- Problems:
1) Please reproduce, word for word, the part of the article on mobile technology and disabled employees that opens with the words containing "Mobile revolution ‘is" and closes with "disabled telecommunications analyst.".
2) In the article on mobile technology and disabled employees, what is the title of Chris Lewis's new report?
3) Resume the article on mobile technology and disabled employees, starting right after its last sentence.

#### Document excerpt ####

Mobile revolution ‘is making disabled people more appealing as employees’

The mobile computing revolution is helping to make disabled people more “appealing” to potential employers, as well as to providers of goods and services, according to a leading disabled telecommunications analyst.

In a new report, Digitising the Disabled Billion: Accessibility gets Personal, Chris Lewis says the technology is “increasingly available” to draw a “significant proportion” of the world’s estimated population of one billion disabled people into the “digital age”.

He says that the “explosion” of mobile and laptop-based applications, combined with some specialist equipment, has made accessing business systems easier.

His report says: “As the sophistication of accessible design permeates through the majority of personal and business applications, the value of that disabled person in the company increases.

“Consequently, barriers to using all of the facilities and systems, and communicating and interacting with fellow colleagues, suppliers and customers, decrease dramatically.”

Lewis says in the report that disabled people will increasingly use their mobile devices and apps to “help live their daily lives”, just as other people do, with apps becoming accessible as companies “build accessibility” into their mobile devices.

He adds: “Mainstream apps will become accessible, and specialist apps focused on specialist needs of disabilities will be developed to top up the existing digital life styles.”

Lewis says in his report that the “age of assistive equipment costing tens of thousands of dollars” has mostly been replaced by “algorithms designed to interpret images, sounds and gestures (but perhaps not yet brainwaves)… as academia gets closer to mimicking the human”.

And he says: “If a car can have hundreds of sensors helping it drive around successfully, why can’t I, as a visually-disabled person, have a similar level of sensor-based help to help me navigate my way through life?”

The market in equipment and apps has “accelerated” in the last few years, according to his report, pointing to how someone who is paraplegic can now fly a drone around their garden “through the eye movement captured by a set of goggles”, while virtual reality headsets allow someone to “virtually feel a product created in front of them”.

#### Extracted data ####

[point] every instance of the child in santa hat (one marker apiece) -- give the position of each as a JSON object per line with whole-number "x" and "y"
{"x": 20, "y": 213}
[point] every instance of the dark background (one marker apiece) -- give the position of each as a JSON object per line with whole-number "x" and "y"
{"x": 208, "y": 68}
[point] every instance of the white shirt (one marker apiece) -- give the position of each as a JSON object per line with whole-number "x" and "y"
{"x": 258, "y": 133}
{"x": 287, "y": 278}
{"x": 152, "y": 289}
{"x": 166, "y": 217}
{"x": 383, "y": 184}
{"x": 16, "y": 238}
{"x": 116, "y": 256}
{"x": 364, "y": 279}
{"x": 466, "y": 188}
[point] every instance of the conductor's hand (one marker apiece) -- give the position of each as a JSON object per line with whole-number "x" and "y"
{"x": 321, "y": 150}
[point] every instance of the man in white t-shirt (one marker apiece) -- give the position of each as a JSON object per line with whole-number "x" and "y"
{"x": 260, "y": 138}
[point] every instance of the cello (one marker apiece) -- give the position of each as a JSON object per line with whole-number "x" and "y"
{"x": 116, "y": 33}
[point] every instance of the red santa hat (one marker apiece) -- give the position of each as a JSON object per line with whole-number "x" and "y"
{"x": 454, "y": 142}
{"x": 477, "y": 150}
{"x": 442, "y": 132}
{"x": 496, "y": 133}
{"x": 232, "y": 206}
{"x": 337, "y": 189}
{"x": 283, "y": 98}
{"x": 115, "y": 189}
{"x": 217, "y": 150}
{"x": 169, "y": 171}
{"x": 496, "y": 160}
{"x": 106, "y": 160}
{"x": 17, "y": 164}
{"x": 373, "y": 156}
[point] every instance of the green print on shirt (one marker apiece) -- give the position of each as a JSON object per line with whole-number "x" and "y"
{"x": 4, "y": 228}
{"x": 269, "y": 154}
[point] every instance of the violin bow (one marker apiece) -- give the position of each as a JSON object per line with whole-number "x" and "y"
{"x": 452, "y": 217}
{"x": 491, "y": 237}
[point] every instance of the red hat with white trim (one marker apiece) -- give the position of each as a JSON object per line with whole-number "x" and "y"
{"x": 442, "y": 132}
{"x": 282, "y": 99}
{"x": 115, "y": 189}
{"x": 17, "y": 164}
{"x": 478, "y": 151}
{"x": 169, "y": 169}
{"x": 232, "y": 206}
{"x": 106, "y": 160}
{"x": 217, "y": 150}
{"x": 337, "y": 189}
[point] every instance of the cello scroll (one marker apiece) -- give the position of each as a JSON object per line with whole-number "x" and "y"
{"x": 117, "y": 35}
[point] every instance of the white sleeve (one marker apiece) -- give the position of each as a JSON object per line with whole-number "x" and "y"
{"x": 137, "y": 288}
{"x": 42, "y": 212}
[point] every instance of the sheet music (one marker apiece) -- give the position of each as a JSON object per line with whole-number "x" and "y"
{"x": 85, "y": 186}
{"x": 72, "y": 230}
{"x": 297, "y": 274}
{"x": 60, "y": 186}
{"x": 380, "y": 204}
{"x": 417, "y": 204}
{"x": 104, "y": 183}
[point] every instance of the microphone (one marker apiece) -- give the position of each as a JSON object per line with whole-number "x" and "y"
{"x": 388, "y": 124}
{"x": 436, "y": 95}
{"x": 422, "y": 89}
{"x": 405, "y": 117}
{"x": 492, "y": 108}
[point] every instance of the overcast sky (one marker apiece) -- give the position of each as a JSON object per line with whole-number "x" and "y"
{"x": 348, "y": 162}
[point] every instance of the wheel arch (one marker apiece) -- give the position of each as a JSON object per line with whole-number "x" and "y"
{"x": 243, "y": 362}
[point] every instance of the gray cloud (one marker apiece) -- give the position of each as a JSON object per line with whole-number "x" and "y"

####

- Answers in order:
1)
Mobile revolution ‘is making disabled people more appealing as employees’

The mobile computing revolution is helping to make disabled people more “appealing” to potential employers, as well as to providers of goods and services, according to a leading disabled telecommunications analyst.

2) Digitising the Disabled Billion: Accessibility gets Personal

3)
“Fundamentally,” the report says, “technology in many forms is allowing sensory replacement for both input and output from a disabled person.”

Lewis, who is blind, says the development of the smartphone has changed his life, giving him access to “a wealth of services”.

His report says innovation is now coming from “a much wider range of sources”, with companies often developing “disability oriented solutions alongside mainstream ones” without the need for any “special encouragement”, while it adds: “We are also beginning to see the disabled community itself producing apps appropriate for their peers.”

Mainstream apps are becoming increasingly accessible, says the report, and are “literally life changing, as people get access to services hitherto completely out of reach to different disability groups”.

Lewis adds: “A simple but powerful example would be the ability for me, as a blind person, to hail a cab from my smartphone where I was previously unable to do so from the pavement.”

Discussions with technology companies and disability organisations, as well as polling of disabled people for the report had shown that “momentum is building within different disabled communities to seek to learn the benefits and ways of joining in the digital economy”.

Lewis, the founder and chief executive of Lewis Insight, warns that – although the technology is increasingly available at an affordable price – it will be vital to provide the right training and education.

His report is the second in a series sponsored by the Spanish telecommunications giant Telefonica on how disabled people can use accessible technology to improve their lives.

Lewis concludes: “The technology is increasingly available to deliver this future. The need to educate both the disabled and the people helping them identify the solutions available is the biggest challenge we face.”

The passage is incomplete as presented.